Items from a data source:
==========

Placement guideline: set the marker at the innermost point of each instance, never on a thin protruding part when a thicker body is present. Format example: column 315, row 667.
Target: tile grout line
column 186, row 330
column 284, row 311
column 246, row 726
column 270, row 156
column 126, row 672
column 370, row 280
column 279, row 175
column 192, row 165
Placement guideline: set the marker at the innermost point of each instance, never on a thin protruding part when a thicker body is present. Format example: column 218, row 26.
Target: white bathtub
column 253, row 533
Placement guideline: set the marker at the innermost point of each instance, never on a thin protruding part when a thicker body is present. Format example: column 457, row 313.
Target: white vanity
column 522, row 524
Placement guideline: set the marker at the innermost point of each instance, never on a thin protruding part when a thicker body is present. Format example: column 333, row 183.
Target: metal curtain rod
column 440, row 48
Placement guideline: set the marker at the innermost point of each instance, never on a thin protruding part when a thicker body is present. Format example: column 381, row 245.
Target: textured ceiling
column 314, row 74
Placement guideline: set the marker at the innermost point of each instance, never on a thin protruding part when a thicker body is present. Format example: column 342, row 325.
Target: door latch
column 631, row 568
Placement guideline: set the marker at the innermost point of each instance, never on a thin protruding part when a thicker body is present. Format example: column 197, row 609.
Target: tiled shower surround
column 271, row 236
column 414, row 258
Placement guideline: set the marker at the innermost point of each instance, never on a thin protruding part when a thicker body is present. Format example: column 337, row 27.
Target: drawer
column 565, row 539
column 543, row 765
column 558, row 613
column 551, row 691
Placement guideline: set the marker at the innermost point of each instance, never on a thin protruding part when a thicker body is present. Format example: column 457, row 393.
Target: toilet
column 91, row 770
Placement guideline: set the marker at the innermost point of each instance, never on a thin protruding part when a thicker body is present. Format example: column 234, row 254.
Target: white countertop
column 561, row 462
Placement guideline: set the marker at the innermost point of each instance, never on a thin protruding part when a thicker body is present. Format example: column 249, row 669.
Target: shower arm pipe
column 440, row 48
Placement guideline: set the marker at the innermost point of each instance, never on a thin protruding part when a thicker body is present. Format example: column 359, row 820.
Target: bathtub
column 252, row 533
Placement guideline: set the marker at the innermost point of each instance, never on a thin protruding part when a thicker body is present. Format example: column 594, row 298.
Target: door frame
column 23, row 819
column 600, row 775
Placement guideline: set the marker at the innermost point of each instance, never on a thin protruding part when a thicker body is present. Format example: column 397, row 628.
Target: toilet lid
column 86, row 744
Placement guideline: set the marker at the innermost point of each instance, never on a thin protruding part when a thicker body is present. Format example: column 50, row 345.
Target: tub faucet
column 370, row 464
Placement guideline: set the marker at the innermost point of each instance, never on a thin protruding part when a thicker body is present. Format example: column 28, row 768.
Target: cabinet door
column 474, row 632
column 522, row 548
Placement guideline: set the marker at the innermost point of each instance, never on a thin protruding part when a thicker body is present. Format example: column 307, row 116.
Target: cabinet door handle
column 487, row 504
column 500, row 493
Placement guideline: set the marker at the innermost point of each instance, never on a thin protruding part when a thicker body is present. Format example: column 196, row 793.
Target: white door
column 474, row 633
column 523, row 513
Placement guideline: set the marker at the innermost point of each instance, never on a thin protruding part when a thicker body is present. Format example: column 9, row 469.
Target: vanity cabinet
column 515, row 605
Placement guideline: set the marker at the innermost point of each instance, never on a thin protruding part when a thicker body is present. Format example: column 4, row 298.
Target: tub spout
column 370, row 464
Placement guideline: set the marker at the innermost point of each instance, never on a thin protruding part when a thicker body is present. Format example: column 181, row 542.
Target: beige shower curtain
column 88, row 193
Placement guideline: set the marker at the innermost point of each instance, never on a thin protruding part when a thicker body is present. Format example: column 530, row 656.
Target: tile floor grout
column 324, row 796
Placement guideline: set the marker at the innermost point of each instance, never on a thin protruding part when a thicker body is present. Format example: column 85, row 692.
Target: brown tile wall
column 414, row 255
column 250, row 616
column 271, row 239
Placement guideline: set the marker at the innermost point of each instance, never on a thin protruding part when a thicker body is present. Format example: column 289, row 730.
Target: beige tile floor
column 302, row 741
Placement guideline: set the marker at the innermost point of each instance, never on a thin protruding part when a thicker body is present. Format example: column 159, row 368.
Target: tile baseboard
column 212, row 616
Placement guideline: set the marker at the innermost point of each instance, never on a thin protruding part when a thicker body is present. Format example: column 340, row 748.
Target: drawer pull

==========

YOUR INSTRUCTIONS
Repeat the data word for word. Leave nothing out.

EXERCISE RESPONSE
Placement guideline: set the marker at the innermost point of each instance, never on a thin protruding part when a thicker body is present. Format example: column 315, row 667.
Target: tile grout line
column 186, row 330
column 284, row 311
column 246, row 726
column 270, row 156
column 126, row 672
column 370, row 280
column 279, row 175
column 192, row 165
Placement guideline: set the marker at the innermost point of each instance, never on a thin protruding part when a thicker body is present. Format example: column 218, row 26.
Target: white bathtub
column 253, row 533
Placement guideline: set the marker at the innermost point of each instance, never on a thin protruding part when a thicker body is present. Format example: column 457, row 313.
Target: white vanity
column 522, row 524
Placement guideline: set the marker at the innermost point of each instance, never on a thin protruding part when a thicker body is present. Format example: column 333, row 183.
Target: metal curtain rod
column 440, row 48
Placement guideline: set the marker at the innermost point of each instance, never on a thin protruding part when a thicker body is present. Format example: column 381, row 245.
Target: textured ceiling
column 314, row 74
Placement guideline: set the marker at the innermost point of each instance, never on a thin protruding part when a thicker body is present. Format example: column 342, row 325.
Target: door latch
column 631, row 568
Placement guideline: set the marker at the innermost point of each instance, never on a thin protruding part when a thicker body is present. Format example: column 197, row 609.
Target: tiled shower surround
column 271, row 236
column 414, row 258
Placement guideline: set the marker at the innermost point of each instance, never on a thin protruding part when a thicker body is present. Format example: column 337, row 27.
Target: drawer
column 565, row 539
column 543, row 765
column 558, row 613
column 551, row 691
Placement guideline: set the marker at the innermost point of each instance, never on a thin protruding part when a thicker body is present. Format example: column 457, row 393.
Target: toilet
column 91, row 770
Placement guideline: set the marker at the innermost point of each instance, never on a thin protruding part when a thicker body is present. Format example: column 234, row 254.
Target: white countertop
column 561, row 462
Placement guideline: set the marker at the innermost point of each instance, never on a thin protruding part when a thicker body is present. Format example: column 249, row 669.
Target: shower arm pipe
column 440, row 48
Placement guideline: set the marker at the innermost point of each instance, never on a thin protruding part when a thicker body is present. Format example: column 359, row 820.
Target: bathtub
column 252, row 533
Placement guideline: set the marker at the innermost point of each instance, never on a thin protruding part when a thicker body is present. Format example: column 594, row 298.
Target: door frame
column 23, row 819
column 600, row 775
Placement guideline: set the marker at the innermost point of each instance, never on a thin protruding part when a thicker body is present. Format example: column 397, row 628.
Target: toilet lid
column 86, row 744
Placement guideline: set the marker at the innermost point of each instance, never on a thin protruding part when a thicker body is present. Format example: column 50, row 345.
Target: tub faucet
column 370, row 464
Placement guideline: set the marker at the innermost point of each instance, never on a thin protruding part when a thicker body is present. Format example: column 28, row 768.
Target: cabinet door
column 474, row 632
column 522, row 548
Placement guideline: set the marker at the innermost point of each instance, never on a thin protruding part when a thicker body is present. Format example: column 307, row 116.
Target: cabinet door handle
column 487, row 504
column 500, row 493
Placement guideline: set the marker at the innermost point of each instance, never on a thin protruding part when a thicker body is present. Format example: column 196, row 793.
Target: white door
column 474, row 633
column 523, row 513
Placement guideline: set the marker at the innermost point of each instance, never on a thin protruding part when a thicker body is present. Format example: column 9, row 469.
Target: vanity cabinet
column 515, row 605
Placement guideline: set the marker at the innermost point of each instance, never on a thin protruding part when a thicker body is present. Format example: column 4, row 298.
Target: tub spout
column 370, row 464
Placement guideline: set the marker at the innermost point of each instance, never on a thin protruding part when a thicker body is present. Format example: column 181, row 542.
Target: beige shower curtain
column 88, row 193
Placement guideline: set the marker at the innermost point of each instance, never on a thin protruding part when a thicker body is present. Format example: column 530, row 656.
Target: tile floor grout
column 324, row 796
Placement guideline: set the marker at the innermost point of each instance, never on a thin protruding part when a thicker body is present. Format example: column 85, row 692.
Target: brown tile wall
column 414, row 255
column 250, row 616
column 271, row 239
Placement guideline: set the marker at the innermost point of each instance, never on a thin protruding part when a thicker body is present. Format example: column 289, row 730.
Target: beige tile floor
column 302, row 741
Placement guideline: set the marker at the innermost point of each instance, never on a thin protruding part when a thicker body is present. Format example: column 159, row 368.
Target: tile baseboard
column 212, row 616
Placement guideline: set the marker at the innermost point of each instance, never on a thin protruding part when a thicker body is present. Format example: column 340, row 748.
Target: drawer pull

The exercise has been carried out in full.